• **What this task involves**:
Rewrite the lines from the one containing "like (73, 108)." through the end of the material, inclusive, replacing "stone pedestal" with "marble pedestal" and leaving everything else unchanged.

## Start Entries

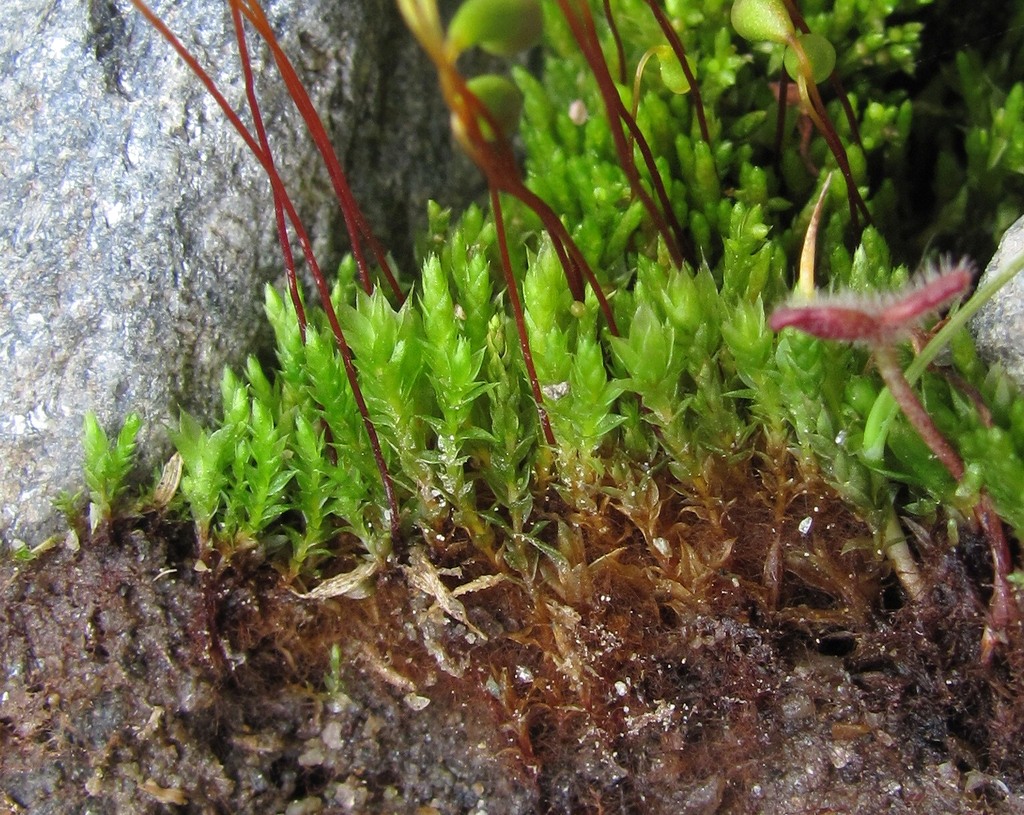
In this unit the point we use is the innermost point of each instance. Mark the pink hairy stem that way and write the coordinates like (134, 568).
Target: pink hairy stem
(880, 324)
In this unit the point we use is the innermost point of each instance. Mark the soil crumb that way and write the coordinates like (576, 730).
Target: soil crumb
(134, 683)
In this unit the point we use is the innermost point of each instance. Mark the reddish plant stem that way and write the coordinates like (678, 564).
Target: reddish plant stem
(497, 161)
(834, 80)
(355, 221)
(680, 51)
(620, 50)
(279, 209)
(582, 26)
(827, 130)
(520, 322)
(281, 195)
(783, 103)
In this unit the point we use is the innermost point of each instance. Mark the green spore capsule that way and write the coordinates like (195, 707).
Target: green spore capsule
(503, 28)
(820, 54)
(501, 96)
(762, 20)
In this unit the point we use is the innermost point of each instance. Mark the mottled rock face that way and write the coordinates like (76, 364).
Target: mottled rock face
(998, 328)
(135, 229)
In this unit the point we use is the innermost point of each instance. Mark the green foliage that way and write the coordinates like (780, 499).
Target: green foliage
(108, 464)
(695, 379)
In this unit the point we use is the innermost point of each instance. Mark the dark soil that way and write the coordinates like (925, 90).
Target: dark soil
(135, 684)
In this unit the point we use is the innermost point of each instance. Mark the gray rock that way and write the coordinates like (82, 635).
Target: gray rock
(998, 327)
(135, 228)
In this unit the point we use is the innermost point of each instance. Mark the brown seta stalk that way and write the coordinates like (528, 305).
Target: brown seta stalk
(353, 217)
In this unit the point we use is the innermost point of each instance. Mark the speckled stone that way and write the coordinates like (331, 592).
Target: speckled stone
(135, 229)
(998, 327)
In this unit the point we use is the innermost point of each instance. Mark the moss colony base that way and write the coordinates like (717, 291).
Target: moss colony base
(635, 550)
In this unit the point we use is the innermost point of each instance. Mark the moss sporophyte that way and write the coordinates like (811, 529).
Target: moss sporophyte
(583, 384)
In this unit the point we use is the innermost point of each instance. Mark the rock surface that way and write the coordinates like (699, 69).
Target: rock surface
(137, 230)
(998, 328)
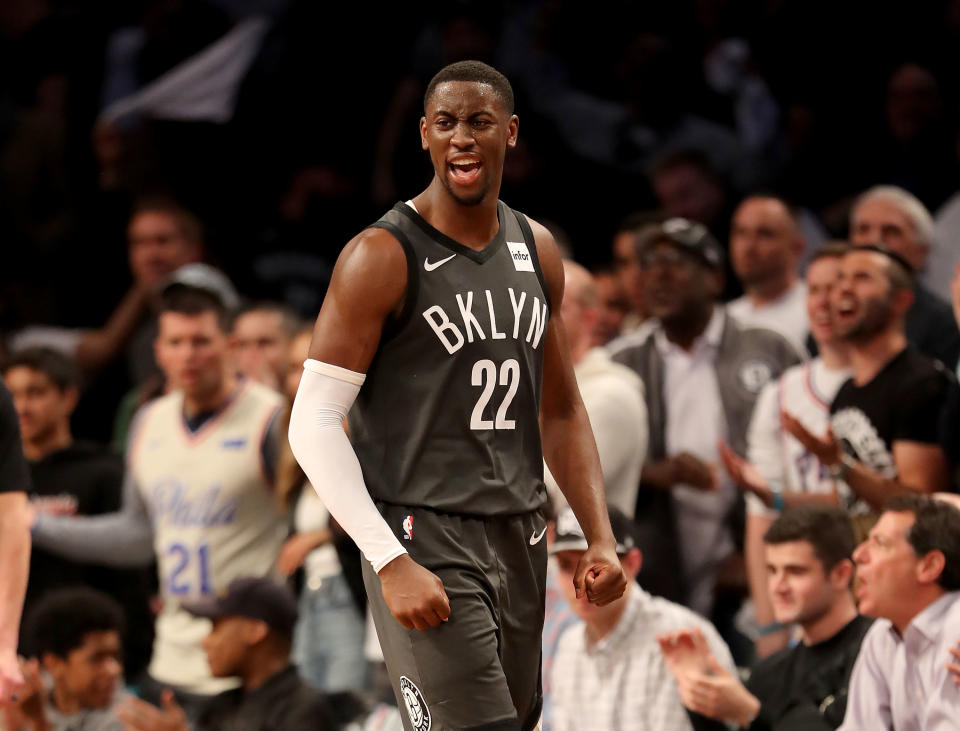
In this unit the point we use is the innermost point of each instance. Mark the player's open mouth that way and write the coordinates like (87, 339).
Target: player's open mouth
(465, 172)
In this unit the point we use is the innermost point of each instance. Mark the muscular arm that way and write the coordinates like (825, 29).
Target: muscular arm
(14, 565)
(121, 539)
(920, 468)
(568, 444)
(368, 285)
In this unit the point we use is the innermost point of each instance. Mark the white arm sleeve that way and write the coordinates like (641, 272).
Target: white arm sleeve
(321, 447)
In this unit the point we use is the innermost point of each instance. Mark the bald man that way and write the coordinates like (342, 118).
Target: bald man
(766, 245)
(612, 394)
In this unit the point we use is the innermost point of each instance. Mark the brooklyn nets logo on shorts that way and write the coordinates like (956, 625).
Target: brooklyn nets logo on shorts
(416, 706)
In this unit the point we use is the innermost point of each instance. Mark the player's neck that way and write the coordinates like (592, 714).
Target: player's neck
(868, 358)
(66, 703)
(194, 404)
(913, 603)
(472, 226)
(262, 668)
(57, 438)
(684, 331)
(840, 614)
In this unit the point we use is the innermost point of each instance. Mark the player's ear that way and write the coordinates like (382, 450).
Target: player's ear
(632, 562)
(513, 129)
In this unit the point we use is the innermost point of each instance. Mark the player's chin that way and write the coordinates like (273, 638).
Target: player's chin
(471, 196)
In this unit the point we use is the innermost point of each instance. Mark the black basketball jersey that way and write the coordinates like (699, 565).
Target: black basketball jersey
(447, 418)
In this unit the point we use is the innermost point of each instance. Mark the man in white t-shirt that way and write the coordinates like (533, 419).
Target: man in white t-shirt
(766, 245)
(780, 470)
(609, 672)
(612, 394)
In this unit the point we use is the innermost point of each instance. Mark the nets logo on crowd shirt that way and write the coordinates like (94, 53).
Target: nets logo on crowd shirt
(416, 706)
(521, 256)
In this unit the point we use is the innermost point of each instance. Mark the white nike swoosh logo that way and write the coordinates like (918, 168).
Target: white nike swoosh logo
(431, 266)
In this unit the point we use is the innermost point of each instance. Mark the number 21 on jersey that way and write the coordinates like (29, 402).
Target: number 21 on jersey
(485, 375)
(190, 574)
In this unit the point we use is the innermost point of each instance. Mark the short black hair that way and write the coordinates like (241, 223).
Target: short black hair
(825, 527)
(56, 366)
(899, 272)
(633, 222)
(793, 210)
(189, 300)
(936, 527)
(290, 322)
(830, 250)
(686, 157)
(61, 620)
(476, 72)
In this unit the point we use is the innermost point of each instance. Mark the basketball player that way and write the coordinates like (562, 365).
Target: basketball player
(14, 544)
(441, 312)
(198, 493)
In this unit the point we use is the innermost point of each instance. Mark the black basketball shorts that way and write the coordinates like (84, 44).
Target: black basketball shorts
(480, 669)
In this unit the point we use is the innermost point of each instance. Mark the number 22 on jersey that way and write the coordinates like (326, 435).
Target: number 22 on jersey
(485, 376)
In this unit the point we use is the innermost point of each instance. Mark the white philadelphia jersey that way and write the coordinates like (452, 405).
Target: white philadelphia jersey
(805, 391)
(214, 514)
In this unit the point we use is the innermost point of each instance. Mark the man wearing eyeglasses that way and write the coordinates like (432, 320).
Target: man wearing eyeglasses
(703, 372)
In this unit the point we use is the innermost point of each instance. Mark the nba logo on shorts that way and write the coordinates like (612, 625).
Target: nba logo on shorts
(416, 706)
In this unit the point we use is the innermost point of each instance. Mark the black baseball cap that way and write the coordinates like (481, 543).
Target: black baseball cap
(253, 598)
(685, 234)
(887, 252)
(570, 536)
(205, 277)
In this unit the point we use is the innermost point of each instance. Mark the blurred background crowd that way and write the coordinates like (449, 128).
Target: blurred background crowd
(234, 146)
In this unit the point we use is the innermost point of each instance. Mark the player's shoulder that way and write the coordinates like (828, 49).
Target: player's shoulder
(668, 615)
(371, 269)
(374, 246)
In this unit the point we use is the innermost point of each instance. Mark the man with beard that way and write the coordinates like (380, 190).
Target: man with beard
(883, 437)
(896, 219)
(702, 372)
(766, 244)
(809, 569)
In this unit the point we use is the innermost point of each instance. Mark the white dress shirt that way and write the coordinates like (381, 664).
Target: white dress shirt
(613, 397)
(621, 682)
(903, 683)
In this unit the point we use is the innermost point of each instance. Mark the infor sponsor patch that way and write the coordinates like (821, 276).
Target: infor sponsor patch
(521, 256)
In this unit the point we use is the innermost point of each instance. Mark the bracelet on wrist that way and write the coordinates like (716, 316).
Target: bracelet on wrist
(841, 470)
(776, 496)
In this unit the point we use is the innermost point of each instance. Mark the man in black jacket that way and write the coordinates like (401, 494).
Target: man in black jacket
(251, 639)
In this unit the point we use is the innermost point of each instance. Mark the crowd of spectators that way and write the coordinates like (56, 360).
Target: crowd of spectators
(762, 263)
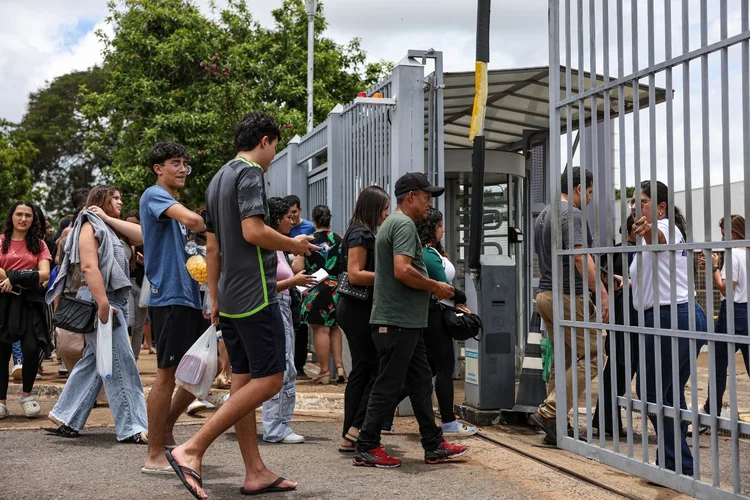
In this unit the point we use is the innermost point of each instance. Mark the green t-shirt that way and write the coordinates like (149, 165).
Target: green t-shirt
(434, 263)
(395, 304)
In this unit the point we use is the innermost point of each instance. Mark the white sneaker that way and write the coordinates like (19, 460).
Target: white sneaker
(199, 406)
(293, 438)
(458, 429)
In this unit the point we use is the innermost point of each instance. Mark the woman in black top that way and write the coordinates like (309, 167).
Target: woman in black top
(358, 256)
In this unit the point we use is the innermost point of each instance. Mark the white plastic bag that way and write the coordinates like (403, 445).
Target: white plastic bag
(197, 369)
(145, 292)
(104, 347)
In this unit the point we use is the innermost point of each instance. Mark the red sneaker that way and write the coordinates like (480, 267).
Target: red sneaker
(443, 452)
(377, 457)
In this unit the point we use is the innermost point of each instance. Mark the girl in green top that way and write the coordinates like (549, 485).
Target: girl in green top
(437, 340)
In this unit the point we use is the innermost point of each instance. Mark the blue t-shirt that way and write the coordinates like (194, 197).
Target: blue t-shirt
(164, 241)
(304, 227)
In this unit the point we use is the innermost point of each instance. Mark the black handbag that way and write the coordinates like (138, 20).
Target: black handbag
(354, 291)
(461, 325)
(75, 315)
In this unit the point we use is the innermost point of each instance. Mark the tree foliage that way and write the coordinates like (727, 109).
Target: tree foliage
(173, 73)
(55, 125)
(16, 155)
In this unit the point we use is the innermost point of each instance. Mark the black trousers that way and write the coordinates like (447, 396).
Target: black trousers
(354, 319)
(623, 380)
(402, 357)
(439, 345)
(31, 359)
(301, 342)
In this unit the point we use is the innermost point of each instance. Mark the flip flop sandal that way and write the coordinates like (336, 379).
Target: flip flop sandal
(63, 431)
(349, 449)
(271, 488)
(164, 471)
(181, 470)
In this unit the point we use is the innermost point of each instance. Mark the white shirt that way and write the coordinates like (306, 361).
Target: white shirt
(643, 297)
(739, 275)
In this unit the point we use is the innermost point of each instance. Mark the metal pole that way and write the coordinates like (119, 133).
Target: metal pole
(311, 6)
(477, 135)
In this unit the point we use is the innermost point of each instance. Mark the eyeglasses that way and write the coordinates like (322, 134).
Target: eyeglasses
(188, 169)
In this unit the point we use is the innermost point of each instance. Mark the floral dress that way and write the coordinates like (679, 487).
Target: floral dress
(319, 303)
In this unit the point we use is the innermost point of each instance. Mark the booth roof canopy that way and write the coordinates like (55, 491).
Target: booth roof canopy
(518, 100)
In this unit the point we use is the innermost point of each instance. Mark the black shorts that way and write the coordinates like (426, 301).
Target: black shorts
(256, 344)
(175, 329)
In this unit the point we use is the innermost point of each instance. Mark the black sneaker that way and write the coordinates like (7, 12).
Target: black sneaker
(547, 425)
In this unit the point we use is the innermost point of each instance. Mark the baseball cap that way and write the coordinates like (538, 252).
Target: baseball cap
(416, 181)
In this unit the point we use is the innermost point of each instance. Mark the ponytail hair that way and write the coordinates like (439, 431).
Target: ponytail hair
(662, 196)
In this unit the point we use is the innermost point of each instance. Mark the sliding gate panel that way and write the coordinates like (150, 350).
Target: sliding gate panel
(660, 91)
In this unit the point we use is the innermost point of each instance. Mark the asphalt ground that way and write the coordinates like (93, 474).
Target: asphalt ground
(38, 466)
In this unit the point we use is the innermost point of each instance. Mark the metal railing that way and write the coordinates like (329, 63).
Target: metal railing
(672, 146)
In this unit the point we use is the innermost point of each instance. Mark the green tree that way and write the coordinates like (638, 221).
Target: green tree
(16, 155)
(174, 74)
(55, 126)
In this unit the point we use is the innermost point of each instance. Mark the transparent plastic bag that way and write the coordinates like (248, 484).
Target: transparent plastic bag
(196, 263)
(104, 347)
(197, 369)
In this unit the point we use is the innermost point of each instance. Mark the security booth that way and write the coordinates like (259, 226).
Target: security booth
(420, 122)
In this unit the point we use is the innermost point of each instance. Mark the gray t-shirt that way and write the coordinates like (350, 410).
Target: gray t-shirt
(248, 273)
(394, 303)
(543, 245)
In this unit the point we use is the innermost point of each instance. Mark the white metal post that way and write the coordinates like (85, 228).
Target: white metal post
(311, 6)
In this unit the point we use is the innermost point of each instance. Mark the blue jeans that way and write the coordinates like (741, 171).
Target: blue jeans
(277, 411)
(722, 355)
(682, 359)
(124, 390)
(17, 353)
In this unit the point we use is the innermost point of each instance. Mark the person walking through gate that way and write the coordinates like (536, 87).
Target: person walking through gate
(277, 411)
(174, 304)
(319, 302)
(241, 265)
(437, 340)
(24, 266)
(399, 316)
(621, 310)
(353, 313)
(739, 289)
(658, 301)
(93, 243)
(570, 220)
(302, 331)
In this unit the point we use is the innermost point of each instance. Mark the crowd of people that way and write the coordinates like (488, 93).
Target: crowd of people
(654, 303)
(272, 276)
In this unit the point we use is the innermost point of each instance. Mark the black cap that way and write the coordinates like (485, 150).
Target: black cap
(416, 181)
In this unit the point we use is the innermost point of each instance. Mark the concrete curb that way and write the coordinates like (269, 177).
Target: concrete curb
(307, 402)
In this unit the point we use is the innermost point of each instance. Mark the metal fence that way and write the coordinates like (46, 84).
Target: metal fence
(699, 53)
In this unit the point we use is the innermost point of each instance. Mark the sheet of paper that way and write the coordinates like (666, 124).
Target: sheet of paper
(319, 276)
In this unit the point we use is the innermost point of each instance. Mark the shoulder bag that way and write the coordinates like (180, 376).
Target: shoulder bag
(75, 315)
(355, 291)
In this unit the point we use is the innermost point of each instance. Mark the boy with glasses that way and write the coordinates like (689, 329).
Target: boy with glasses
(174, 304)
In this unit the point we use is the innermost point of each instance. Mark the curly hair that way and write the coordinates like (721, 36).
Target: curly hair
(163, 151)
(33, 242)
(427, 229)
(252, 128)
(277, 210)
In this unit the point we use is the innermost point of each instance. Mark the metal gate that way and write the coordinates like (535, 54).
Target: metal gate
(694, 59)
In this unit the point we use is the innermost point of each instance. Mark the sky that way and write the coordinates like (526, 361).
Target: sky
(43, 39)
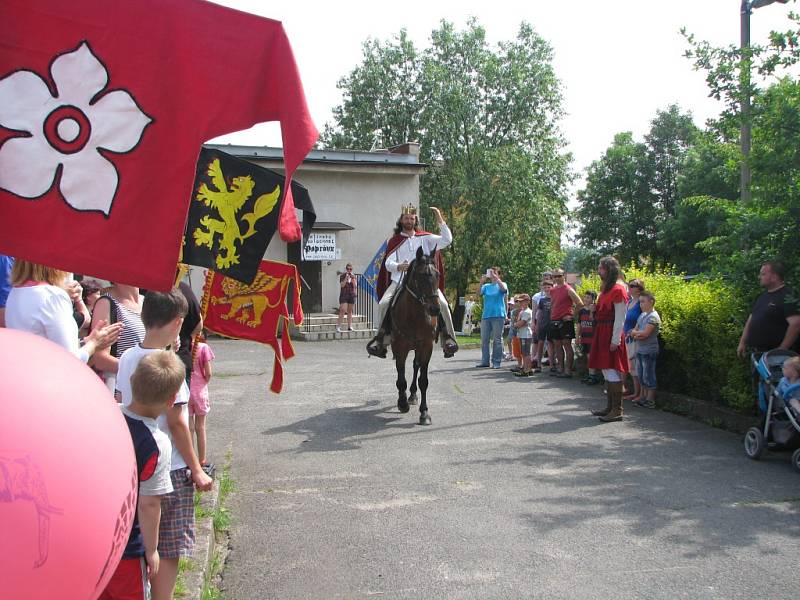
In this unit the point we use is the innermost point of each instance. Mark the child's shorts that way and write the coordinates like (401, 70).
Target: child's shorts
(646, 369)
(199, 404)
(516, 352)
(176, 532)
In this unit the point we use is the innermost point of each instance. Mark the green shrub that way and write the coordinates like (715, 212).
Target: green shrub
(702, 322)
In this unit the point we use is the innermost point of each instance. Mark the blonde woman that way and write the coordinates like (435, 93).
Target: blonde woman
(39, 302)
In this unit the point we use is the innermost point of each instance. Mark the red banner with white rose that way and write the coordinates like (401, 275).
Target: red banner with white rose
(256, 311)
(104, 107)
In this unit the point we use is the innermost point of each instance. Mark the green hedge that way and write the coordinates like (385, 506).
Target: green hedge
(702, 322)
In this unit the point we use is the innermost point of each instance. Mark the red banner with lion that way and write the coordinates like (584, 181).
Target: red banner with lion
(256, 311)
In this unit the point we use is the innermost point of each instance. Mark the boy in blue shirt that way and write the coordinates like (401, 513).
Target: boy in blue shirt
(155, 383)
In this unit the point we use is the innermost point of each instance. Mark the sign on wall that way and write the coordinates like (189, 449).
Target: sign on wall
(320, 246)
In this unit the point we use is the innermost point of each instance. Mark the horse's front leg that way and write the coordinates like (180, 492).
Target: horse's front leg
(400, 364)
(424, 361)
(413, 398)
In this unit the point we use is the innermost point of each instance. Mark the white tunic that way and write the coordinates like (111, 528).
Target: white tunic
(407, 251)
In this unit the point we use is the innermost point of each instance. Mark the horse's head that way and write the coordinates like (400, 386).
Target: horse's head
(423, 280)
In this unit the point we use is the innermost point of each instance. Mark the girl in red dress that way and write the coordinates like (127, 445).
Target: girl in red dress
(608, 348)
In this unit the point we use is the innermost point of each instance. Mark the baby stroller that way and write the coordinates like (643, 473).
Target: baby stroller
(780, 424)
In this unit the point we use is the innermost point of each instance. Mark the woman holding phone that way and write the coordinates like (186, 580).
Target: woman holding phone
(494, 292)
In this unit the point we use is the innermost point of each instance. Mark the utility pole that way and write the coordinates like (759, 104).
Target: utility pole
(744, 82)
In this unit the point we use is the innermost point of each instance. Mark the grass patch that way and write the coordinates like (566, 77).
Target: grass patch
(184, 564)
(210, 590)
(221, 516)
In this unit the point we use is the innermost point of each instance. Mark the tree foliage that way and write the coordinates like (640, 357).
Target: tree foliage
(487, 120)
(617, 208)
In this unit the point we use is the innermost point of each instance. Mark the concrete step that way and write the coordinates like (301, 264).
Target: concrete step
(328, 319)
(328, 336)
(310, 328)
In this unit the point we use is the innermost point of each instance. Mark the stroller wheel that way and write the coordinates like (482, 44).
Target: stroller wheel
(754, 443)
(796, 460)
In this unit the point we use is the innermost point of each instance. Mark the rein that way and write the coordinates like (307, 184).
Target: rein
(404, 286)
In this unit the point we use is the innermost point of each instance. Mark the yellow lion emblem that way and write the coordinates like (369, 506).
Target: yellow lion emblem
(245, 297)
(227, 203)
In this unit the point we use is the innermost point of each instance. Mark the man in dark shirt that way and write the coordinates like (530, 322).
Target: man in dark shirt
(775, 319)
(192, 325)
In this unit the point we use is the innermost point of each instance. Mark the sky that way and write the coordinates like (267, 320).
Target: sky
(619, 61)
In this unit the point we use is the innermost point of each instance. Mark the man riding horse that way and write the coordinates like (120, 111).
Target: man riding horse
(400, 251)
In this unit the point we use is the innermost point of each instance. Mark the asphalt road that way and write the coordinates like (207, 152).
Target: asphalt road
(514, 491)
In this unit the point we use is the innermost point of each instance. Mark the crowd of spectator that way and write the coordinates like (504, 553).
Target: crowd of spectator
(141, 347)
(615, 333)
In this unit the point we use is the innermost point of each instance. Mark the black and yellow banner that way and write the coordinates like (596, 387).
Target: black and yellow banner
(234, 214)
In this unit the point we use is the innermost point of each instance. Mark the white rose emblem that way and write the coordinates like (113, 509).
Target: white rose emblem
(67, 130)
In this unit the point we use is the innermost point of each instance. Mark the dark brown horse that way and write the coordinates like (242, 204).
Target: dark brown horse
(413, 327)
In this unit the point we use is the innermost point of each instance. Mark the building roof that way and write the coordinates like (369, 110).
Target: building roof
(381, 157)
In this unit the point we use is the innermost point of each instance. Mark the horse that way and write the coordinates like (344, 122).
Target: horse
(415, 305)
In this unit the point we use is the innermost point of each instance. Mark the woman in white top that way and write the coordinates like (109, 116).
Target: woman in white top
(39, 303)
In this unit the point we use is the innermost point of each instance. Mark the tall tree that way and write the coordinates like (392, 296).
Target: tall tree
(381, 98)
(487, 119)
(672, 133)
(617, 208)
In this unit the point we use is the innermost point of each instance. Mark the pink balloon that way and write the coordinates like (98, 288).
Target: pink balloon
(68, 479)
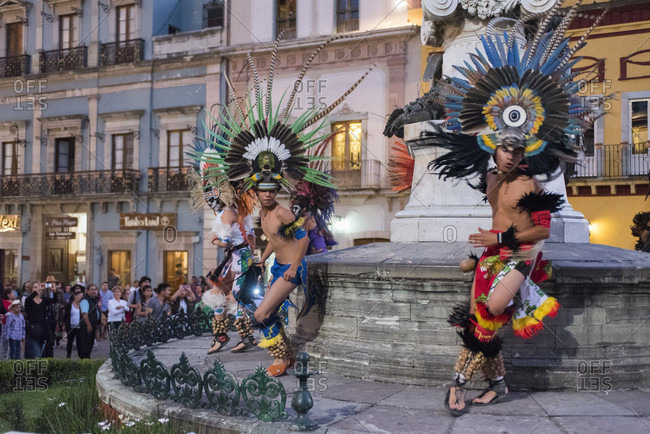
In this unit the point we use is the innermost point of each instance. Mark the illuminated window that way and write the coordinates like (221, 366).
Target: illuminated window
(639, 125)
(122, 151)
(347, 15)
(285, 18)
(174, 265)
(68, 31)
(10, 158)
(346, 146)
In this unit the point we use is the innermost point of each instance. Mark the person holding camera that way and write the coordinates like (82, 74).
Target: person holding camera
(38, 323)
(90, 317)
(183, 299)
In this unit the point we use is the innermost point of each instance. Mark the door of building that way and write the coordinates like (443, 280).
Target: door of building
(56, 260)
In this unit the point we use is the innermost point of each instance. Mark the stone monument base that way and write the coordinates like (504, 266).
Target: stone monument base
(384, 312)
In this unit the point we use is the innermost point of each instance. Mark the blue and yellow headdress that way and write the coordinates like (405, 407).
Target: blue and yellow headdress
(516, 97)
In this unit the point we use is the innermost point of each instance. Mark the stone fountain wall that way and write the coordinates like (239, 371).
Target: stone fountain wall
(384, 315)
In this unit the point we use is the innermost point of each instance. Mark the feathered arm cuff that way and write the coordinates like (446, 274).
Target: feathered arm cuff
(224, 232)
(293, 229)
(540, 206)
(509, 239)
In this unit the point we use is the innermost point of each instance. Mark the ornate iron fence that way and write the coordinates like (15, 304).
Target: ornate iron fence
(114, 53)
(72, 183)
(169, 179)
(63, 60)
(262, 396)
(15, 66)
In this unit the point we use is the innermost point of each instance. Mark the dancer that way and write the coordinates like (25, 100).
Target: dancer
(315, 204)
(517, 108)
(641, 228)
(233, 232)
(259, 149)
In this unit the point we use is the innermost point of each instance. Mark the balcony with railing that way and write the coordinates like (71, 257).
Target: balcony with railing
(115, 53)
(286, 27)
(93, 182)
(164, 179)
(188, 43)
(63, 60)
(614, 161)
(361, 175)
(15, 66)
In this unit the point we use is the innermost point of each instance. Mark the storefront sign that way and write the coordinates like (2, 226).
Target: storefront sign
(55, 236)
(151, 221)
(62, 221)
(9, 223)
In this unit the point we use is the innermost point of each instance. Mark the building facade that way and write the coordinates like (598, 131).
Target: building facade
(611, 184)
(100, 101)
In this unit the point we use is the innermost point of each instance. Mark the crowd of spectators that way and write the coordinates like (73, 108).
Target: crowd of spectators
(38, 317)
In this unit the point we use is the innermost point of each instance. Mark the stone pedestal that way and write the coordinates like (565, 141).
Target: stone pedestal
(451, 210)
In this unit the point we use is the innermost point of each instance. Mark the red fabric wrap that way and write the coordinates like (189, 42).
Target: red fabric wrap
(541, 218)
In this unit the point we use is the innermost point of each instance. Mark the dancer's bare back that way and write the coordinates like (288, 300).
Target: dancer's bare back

## End Entries

• **Response**:
In this unit the point we use is the innermost point of each instance. Mark the crowd of spectators that way and write the coordinates like (73, 108).
Target: crowd of spectators
(38, 317)
In this unit the point we use is the innermost point of each instance. Mark the marble pedestal that way and write the coordinates like (565, 141).
Target: marble pedestal
(451, 210)
In this unit the point we use is the innermost point of each instance. Mark the red fabric wrap that way and write the coordinates like (189, 42).
Target: red fabric wrap
(541, 218)
In this unit the point we use is the innermost point of each instance. Mark the dancer's bare back that way and write the coordinates like (288, 300).
Target: dancer's bare back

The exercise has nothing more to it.